● INFORMATION SUPPLIED:
--- --- ---
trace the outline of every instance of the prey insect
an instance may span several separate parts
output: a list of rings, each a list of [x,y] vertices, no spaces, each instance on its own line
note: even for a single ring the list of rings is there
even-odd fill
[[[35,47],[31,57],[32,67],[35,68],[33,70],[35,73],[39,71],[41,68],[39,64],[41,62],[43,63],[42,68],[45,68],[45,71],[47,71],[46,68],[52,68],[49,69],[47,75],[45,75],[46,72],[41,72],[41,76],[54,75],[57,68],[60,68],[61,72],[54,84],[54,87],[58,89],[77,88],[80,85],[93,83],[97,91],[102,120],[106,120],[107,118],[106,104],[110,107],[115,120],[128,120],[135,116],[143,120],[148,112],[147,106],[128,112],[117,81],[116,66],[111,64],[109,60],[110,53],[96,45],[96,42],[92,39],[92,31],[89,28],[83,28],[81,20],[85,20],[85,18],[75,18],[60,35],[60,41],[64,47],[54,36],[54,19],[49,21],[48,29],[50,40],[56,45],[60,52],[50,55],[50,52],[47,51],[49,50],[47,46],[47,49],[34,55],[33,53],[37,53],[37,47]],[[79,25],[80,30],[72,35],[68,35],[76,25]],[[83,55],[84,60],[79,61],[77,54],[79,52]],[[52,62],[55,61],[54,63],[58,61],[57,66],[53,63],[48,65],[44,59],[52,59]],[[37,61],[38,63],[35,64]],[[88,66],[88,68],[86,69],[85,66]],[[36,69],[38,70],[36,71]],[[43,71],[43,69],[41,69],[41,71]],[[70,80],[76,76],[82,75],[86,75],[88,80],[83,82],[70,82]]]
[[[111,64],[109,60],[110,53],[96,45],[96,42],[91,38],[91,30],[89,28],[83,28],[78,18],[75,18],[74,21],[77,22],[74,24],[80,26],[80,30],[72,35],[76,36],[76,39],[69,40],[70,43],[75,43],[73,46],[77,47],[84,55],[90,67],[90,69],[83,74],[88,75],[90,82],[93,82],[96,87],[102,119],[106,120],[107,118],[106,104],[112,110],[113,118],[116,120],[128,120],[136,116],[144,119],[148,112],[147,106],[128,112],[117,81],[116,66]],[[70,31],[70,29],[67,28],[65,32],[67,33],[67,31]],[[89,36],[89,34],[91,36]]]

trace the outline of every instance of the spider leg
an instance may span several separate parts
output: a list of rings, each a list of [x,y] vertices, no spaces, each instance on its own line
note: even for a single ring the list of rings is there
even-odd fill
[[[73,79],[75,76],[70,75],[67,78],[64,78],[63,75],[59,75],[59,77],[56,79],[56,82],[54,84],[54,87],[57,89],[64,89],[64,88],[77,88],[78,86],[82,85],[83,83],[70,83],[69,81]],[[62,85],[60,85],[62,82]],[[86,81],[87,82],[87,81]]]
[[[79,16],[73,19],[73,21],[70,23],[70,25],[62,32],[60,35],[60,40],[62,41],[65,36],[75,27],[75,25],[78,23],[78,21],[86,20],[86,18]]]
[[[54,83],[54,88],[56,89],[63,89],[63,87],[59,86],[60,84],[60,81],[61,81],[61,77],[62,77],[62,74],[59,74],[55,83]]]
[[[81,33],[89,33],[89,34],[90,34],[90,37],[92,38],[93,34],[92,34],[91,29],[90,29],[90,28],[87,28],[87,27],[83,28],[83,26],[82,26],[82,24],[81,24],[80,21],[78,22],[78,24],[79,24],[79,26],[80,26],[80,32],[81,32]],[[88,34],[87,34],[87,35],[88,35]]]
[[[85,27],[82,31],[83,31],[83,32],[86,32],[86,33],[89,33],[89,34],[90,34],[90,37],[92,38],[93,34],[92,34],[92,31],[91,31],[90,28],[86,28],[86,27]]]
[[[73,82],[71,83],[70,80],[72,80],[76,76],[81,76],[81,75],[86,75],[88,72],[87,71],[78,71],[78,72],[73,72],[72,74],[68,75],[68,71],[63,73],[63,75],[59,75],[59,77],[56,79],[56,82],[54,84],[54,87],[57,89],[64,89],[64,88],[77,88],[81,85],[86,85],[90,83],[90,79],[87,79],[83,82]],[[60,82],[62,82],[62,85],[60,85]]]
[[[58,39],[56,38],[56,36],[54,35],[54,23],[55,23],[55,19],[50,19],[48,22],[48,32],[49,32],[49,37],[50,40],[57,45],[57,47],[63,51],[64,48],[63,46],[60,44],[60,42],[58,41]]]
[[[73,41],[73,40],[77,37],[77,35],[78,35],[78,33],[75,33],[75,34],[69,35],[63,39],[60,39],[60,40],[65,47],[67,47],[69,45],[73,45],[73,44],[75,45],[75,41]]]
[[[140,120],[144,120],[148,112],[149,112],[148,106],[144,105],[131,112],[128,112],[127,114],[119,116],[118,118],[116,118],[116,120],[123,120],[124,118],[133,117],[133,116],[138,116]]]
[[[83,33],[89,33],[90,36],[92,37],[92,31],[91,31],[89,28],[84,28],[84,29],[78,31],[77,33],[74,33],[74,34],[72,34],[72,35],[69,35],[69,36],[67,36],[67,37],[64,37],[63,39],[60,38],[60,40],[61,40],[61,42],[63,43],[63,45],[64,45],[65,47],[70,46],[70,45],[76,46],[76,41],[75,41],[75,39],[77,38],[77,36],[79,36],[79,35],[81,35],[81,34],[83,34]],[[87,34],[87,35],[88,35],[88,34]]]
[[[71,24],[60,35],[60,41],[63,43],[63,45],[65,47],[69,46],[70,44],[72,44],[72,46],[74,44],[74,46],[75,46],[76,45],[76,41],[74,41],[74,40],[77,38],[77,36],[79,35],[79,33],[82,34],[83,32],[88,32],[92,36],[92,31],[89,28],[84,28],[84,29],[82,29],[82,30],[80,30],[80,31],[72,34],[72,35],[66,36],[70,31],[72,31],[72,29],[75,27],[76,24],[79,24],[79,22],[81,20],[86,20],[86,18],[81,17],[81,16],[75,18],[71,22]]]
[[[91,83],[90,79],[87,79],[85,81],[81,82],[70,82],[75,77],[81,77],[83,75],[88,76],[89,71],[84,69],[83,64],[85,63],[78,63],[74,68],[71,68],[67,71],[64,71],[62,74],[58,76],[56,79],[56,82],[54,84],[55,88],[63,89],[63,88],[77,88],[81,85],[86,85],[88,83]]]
--- --- ---
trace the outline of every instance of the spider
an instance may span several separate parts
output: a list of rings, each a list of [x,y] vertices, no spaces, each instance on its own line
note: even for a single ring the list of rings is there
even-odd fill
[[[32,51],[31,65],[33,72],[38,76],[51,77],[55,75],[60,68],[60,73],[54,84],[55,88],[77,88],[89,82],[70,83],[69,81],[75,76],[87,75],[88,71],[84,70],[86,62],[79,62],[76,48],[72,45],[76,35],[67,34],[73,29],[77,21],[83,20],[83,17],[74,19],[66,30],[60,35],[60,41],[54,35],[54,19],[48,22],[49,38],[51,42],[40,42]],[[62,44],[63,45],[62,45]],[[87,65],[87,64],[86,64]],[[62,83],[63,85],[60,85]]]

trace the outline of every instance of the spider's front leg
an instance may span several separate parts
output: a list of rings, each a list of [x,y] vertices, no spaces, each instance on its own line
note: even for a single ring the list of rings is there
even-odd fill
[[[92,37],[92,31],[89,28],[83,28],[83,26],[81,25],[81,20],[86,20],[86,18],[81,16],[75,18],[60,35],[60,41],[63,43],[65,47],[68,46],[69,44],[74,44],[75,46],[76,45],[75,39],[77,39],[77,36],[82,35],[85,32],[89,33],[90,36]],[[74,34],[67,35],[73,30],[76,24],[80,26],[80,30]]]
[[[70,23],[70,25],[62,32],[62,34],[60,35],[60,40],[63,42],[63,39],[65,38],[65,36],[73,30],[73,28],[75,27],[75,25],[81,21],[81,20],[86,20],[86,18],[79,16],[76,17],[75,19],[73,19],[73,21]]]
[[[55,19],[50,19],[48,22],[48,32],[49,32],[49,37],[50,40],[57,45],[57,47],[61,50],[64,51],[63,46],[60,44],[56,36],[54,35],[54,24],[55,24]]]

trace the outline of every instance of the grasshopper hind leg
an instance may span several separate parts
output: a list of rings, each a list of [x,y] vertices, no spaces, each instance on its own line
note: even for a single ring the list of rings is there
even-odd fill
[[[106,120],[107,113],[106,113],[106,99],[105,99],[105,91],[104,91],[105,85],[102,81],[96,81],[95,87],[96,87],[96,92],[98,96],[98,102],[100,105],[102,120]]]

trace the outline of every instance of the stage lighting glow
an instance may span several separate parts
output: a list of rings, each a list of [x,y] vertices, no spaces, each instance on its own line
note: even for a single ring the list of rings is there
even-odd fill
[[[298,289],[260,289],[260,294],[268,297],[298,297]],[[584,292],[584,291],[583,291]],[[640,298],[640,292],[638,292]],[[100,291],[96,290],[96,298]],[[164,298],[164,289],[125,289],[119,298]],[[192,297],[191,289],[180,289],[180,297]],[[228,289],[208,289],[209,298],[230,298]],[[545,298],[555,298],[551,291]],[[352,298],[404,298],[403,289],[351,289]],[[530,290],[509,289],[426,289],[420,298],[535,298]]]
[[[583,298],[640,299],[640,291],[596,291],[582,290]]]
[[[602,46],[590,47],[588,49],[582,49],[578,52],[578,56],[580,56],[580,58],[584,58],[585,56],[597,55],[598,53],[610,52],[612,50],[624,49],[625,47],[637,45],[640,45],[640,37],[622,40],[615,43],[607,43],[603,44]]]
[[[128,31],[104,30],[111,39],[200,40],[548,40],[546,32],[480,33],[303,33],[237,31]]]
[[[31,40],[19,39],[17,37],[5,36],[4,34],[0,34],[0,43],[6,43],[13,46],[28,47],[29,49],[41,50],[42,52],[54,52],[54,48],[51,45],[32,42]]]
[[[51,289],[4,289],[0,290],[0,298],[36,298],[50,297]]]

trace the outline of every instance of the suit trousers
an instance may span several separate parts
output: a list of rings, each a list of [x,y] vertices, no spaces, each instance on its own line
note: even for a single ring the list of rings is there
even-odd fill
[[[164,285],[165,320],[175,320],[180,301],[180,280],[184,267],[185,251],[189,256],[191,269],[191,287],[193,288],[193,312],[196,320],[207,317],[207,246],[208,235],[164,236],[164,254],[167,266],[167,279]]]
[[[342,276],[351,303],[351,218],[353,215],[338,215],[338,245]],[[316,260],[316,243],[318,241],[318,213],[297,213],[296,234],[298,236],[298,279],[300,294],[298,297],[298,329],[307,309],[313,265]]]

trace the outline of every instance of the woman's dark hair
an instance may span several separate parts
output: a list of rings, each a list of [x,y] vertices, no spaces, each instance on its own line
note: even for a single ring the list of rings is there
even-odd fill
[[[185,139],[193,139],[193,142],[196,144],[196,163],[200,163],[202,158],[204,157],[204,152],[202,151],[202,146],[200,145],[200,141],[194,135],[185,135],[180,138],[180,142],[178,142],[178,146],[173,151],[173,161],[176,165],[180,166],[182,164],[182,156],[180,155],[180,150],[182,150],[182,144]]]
--- --- ---
● WHAT IS EXPECTED: Identify the lines in the entries above that contain "outline", then copy them out.

● RESPONSE AREA:
trace the outline of every instance of the prey insect
trace the outline of every instance of the spider leg
trace the outline of every instance of the spider
trace the outline of every instance of the spider's front leg
trace the outline of every instance of the grasshopper hind leg
trace the outline of every instance of the stage lighting glow
trace the outline of every instance of the suit trousers
trace the outline of every instance of the woman's dark hair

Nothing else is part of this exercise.